### [Task description]
Exclude the pictures, then restate every entry below exactly.

### [Saved data entries]
*** Block opens ***

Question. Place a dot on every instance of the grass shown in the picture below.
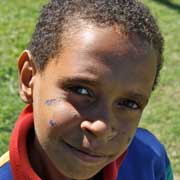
(17, 20)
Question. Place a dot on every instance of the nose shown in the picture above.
(99, 129)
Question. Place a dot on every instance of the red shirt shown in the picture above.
(20, 165)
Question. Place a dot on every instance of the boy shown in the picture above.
(87, 76)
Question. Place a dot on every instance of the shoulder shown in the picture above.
(5, 169)
(146, 159)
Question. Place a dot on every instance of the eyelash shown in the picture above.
(127, 103)
(76, 89)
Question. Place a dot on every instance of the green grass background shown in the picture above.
(162, 116)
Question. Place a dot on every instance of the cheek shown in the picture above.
(63, 119)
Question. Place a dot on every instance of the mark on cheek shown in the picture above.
(52, 123)
(50, 102)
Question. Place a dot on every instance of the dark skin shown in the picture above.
(99, 85)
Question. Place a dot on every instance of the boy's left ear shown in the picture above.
(27, 72)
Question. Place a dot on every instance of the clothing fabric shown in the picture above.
(146, 158)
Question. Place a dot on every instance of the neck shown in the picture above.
(43, 166)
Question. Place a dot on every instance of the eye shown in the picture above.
(80, 90)
(129, 104)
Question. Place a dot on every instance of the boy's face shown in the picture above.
(88, 101)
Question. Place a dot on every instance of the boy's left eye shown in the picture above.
(129, 104)
(80, 90)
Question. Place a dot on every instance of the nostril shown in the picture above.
(97, 128)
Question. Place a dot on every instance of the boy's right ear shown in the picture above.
(27, 72)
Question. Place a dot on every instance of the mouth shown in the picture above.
(86, 156)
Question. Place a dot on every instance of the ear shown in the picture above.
(27, 72)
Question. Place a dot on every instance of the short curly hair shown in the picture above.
(57, 16)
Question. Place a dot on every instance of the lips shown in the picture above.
(85, 155)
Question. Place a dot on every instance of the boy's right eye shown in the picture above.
(80, 90)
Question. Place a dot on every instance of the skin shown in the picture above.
(99, 86)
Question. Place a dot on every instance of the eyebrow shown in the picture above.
(94, 82)
(79, 79)
(139, 97)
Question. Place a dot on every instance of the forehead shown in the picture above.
(109, 55)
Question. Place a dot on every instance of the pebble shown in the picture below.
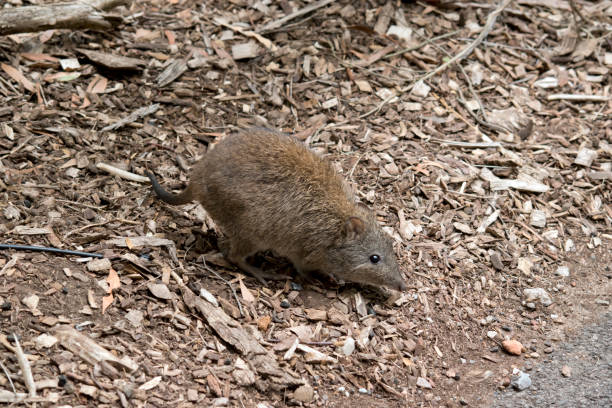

*** Block closes ***

### [Result for this exercise]
Question. Place a dot on every instance of the grass shown in the picture below.
(17, 20)
Question. Place a dot on every instance of the nose shown in the picture above.
(99, 129)
Question. Place a dot on every instance of the red shirt shown in the picture above.
(20, 165)
Question. Place a dot on every instance of the boy shown in the picture above.
(87, 76)
Question. Place a dot on every instance of the shoulder shown in the picture above.
(5, 169)
(146, 159)
Question. Place a dot on every instance of the eyelash shown in the picture above.
(127, 103)
(76, 89)
Question. Place a dot on every instance of the green grass background shown in the picture above.
(162, 116)
Question. Place a dot on every instance of the cheek shown in the picture above.
(63, 119)
Question. Place a dot on every instance of the mark on cheek shown in the picture above.
(52, 123)
(50, 102)
Question. Place a dot on every instance of the dark skin shown in the picture above.
(99, 85)
Question. Place a dot on every instance of the boy's left ear shown in the picture above.
(27, 72)
Question. Place a dot on every instance of the clothing fabric shown in the picture above.
(146, 158)
Question. Place a dot on every instance of the neck shown in the picture above.
(43, 166)
Question. Place a dot on every instance of the eye shown in the picture above.
(80, 90)
(129, 104)
Question. Place a dot on every instance of the boy's face shown in the picture above.
(88, 101)
Question. Place a dot on every instance of the boy's left eye shown in the picture above.
(129, 104)
(80, 90)
Question. Place a dot on every instance of the nostril shown in the picture above.
(97, 128)
Question. Place a dot on every instance of the boy's right ear shown in the picture above.
(27, 72)
Question. Place a dot on every instance of the mouth shown in the picture above.
(86, 156)
Question. Place a dot on every instance of the ear shown in the picture above.
(27, 72)
Question. Place a dot on every instance of the short curly hair shown in the picture above.
(57, 16)
Question. Place a dot on every instance of the lips shown in the picture above.
(85, 155)
Question. Place a dot on every instance of the boy's right eye shown in the picture above.
(80, 90)
Question. Place a dot on every instance of the skin shown in the picture above.
(99, 86)
Question. Place a dot on every instance of the eyebrow shown in the picture above.
(94, 82)
(79, 79)
(139, 97)
Question. Place a dot on every instance of the forehead shown in the picture above.
(109, 55)
Question. Place a dot on every instance of the pebble shown in the picture below.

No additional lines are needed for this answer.